• [INSTRUCTIONS FOR THE TASK]:
Transcribe the listing below only from the line with "--target puppy's muzzle" up to and including the line with "Segment every instance of the puppy's muzzle".

• [MATERIAL SHOWN]:

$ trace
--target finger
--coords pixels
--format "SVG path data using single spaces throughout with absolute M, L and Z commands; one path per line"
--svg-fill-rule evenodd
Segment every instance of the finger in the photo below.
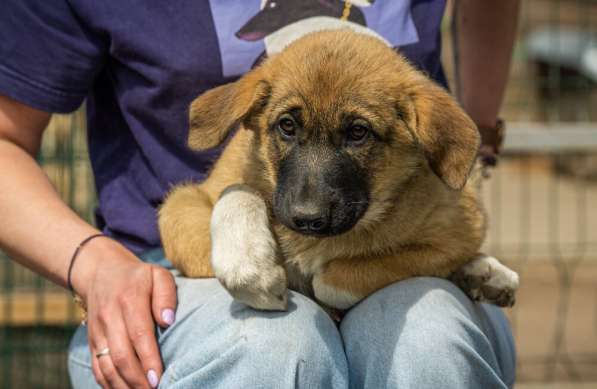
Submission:
M 169 327 L 176 320 L 176 283 L 174 276 L 161 266 L 152 266 L 153 289 L 151 306 L 153 317 L 160 327 Z
M 102 374 L 102 370 L 99 367 L 97 358 L 95 354 L 97 353 L 98 347 L 96 344 L 98 342 L 94 341 L 93 339 L 99 339 L 94 332 L 95 326 L 92 326 L 91 320 L 88 320 L 87 324 L 87 342 L 89 343 L 89 352 L 91 353 L 91 370 L 93 371 L 93 376 L 95 377 L 95 381 L 100 385 L 102 388 L 106 389 L 109 388 L 108 382 L 106 378 Z M 108 344 L 108 341 L 105 340 L 105 337 L 101 335 L 103 344 Z
M 108 340 L 104 335 L 99 320 L 89 321 L 89 339 L 92 359 L 91 367 L 94 371 L 96 381 L 98 381 L 102 388 L 128 388 L 114 367 L 110 354 L 100 357 L 96 356 L 98 352 L 108 347 Z
M 100 349 L 101 350 L 101 349 Z M 110 354 L 111 354 L 110 350 Z M 103 374 L 106 377 L 106 381 L 108 383 L 107 388 L 113 389 L 128 389 L 131 386 L 127 385 L 124 379 L 118 373 L 116 366 L 114 366 L 114 362 L 112 362 L 111 355 L 104 355 L 99 358 L 93 356 L 97 360 L 97 364 Z
M 102 374 L 102 369 L 99 367 L 99 363 L 97 358 L 95 357 L 95 350 L 92 350 L 93 355 L 91 356 L 91 370 L 93 370 L 93 375 L 95 376 L 95 381 L 104 389 L 109 388 L 108 382 L 106 378 Z
M 113 309 L 111 312 L 117 313 L 112 313 L 110 316 L 100 315 L 102 330 L 106 334 L 110 348 L 110 358 L 99 358 L 100 369 L 110 384 L 112 384 L 111 378 L 118 377 L 123 383 L 126 382 L 127 387 L 149 388 L 129 339 L 122 312 L 119 309 Z
M 139 299 L 134 303 L 124 304 L 122 308 L 129 339 L 141 361 L 149 385 L 155 388 L 163 369 L 149 301 Z

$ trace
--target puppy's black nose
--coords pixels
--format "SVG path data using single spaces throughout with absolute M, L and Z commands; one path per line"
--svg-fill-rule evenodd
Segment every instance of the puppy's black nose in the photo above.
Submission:
M 296 230 L 307 234 L 324 234 L 329 229 L 328 212 L 300 206 L 293 208 L 291 220 Z
M 310 219 L 294 217 L 292 218 L 292 222 L 297 230 L 305 232 L 319 233 L 327 228 L 327 222 L 323 217 L 314 217 Z

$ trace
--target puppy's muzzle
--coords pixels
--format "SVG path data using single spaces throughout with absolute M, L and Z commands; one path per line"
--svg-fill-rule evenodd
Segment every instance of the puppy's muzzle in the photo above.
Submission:
M 274 215 L 301 234 L 342 234 L 367 209 L 365 177 L 355 161 L 337 148 L 321 145 L 294 148 L 280 162 Z
M 304 235 L 331 236 L 350 230 L 365 213 L 368 201 L 298 202 L 289 204 L 281 218 L 288 228 Z

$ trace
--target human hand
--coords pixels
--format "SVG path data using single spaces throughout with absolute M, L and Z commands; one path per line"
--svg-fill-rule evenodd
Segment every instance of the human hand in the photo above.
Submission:
M 141 262 L 111 239 L 94 239 L 74 266 L 73 287 L 87 305 L 93 374 L 103 388 L 157 387 L 163 372 L 155 322 L 174 322 L 172 274 Z M 105 348 L 109 354 L 96 357 Z

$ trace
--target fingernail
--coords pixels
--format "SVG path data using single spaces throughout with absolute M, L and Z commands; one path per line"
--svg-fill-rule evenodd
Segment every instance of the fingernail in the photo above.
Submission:
M 162 320 L 169 326 L 172 325 L 174 323 L 174 311 L 170 308 L 164 309 L 162 311 Z
M 155 370 L 151 369 L 147 372 L 147 381 L 149 381 L 149 385 L 151 385 L 152 388 L 157 388 L 158 375 Z

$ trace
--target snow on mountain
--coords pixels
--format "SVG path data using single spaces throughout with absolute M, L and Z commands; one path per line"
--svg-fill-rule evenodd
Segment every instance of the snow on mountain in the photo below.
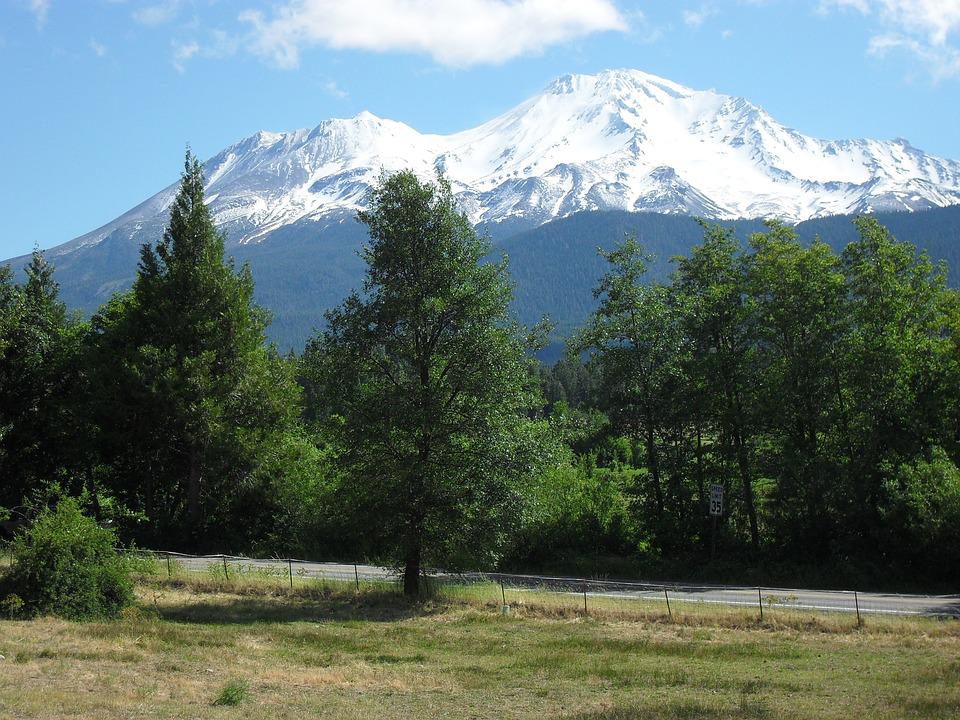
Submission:
M 425 135 L 362 112 L 313 130 L 259 132 L 205 163 L 214 219 L 231 243 L 353 212 L 382 171 L 451 181 L 474 222 L 547 222 L 619 209 L 716 219 L 919 210 L 960 203 L 960 163 L 906 140 L 819 140 L 742 98 L 637 70 L 567 75 L 479 127 Z M 104 227 L 159 235 L 170 186 Z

• [TASK RESPONSE]:
--target puppy's muzzle
--coords pixels
--format "SVG path data using single spaces throughout with absolute M, L and Z commands; one path per line"
--svg-fill-rule evenodd
Segment every instance of the puppy's muzzle in the photo above.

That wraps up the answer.